→ TASK DETAILS
Your task is to return the line containing "plumage in the photo above." and each line after it through the end of the entries, exactly, with no other lines.

GIVEN ENTRIES START

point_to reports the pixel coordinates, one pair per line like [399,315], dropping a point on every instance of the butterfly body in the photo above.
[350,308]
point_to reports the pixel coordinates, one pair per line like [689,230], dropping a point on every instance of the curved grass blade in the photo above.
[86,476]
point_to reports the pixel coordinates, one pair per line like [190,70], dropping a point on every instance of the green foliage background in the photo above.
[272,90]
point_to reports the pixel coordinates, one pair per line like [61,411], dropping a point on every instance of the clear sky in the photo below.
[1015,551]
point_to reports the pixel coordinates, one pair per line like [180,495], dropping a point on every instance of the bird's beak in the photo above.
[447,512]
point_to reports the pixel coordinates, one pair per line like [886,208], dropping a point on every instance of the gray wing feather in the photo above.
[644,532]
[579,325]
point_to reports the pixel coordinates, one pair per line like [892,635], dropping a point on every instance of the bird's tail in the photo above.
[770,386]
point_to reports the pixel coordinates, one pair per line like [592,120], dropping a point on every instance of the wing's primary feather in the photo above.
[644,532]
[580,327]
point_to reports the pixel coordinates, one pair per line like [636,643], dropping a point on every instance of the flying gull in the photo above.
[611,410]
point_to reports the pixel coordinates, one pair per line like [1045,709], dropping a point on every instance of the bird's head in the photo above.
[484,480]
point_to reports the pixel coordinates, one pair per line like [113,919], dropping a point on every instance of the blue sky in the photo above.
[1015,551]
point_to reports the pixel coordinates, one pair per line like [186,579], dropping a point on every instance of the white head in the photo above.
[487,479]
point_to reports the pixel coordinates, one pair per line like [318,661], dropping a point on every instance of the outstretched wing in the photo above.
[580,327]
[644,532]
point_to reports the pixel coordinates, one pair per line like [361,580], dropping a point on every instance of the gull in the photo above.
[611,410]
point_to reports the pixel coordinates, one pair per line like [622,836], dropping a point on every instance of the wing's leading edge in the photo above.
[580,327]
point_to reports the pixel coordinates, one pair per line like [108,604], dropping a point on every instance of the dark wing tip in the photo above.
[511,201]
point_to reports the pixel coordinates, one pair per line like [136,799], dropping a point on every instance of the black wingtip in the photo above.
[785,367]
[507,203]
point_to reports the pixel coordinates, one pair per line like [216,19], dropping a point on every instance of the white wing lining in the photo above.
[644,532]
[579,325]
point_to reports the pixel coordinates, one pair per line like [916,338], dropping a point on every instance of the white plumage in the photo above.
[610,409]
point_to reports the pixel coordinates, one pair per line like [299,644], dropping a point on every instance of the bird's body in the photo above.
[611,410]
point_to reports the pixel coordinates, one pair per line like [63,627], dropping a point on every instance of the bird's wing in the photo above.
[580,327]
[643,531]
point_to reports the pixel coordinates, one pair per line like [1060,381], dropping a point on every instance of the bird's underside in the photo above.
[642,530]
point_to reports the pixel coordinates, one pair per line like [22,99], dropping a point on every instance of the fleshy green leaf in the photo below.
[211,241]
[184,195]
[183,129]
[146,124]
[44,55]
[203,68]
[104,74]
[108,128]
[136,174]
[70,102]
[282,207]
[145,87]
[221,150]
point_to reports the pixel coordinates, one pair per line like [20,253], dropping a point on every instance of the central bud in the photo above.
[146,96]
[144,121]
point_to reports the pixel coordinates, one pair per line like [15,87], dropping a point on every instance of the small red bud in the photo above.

GIVEN ENTRIES END

→ ANSWER SPACE
point_to reports the pixel coordinates, one pair per line like [916,338], dropping a point on every instance of the white plumage in the photo above.
[610,409]
point_to reports the pixel coordinates, one pair per line like [299,644], dropping a point on every instance of the bird's body in the photo above.
[611,410]
point_to reports the pixel coordinates, one pair per line like [63,627], dropping a point on every instance of the bird's wing in the photo above.
[580,327]
[643,531]
point_to reports the pixel coordinates, one pair per line like [1060,381], dropping a point on every instance of the bird's underside in the photo above.
[642,530]
point_to reports the pixel coordinates, one pair per line like [22,99], dropping a point on every instance of the fleshy green leaf in the photo below.
[211,241]
[184,195]
[183,129]
[146,124]
[44,55]
[203,68]
[104,74]
[108,128]
[136,174]
[70,102]
[282,207]
[145,87]
[221,150]
point_to reports the pixel coordinates, one pair per line like [20,253], dropping a point on every instance of the central bud in the photo above.
[146,96]
[144,121]
point_to reports the pixel coordinates, one pair per line like [15,87], dropping a point on every instance of the small red bud in the photo above.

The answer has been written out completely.